┌────────

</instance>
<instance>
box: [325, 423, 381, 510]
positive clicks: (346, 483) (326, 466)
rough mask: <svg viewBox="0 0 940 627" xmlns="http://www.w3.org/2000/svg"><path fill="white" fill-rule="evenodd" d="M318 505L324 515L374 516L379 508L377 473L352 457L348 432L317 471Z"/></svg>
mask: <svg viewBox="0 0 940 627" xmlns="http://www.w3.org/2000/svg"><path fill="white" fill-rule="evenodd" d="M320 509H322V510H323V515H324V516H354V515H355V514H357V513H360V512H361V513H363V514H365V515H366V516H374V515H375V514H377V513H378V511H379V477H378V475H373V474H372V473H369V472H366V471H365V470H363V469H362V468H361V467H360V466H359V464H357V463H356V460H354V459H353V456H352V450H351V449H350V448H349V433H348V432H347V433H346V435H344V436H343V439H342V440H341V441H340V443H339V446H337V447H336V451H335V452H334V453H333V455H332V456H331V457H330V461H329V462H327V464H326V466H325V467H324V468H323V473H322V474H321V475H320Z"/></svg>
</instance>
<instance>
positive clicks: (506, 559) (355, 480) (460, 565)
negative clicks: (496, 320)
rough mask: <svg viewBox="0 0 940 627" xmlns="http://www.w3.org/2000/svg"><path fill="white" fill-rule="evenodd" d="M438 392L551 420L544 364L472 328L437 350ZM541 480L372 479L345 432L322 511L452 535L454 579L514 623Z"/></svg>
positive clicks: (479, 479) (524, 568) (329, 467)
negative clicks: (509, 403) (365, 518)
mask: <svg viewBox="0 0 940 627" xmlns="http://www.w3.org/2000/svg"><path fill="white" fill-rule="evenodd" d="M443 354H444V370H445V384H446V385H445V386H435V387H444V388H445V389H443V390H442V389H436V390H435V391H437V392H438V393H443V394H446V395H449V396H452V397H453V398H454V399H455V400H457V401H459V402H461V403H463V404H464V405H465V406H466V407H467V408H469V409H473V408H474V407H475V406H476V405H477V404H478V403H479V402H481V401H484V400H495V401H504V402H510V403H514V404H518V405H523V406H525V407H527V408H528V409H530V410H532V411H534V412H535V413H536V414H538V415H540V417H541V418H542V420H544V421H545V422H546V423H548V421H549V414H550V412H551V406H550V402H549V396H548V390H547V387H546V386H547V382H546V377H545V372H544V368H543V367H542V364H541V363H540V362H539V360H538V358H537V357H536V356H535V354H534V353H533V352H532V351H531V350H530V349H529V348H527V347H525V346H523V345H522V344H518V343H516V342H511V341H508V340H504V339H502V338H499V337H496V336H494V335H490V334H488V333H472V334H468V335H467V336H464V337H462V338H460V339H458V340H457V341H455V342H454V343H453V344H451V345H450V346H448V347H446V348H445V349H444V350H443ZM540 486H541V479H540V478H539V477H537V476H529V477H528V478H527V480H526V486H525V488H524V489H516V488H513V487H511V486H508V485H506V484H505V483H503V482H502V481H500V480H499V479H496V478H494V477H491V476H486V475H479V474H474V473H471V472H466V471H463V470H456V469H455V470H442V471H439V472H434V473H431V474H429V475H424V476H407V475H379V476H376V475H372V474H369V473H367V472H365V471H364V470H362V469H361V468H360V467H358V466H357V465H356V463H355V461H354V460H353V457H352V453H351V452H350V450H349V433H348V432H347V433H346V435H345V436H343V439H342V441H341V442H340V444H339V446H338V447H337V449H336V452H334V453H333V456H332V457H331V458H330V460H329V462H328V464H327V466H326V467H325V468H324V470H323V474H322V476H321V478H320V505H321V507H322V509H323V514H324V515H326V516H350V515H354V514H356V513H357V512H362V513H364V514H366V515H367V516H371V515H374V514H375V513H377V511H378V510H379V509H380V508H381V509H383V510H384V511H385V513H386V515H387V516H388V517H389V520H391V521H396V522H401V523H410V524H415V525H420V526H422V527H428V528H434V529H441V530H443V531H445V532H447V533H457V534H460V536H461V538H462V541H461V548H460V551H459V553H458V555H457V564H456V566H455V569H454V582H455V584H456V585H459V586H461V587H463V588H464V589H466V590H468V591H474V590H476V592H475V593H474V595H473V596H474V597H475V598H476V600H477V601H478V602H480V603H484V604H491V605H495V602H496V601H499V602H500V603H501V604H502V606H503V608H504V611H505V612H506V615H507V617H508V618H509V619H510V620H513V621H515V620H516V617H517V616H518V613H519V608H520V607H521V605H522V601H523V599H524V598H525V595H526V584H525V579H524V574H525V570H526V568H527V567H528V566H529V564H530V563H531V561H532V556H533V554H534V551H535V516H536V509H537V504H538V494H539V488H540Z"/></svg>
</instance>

└────────

All lines from the top of the data through the line containing "positive clicks: (346, 483) (326, 466)" need to be retyped exactly, and nothing more.

**Exercise result:**
</instance>
<instance>
box: [325, 423, 381, 510]
positive clicks: (346, 483) (326, 466)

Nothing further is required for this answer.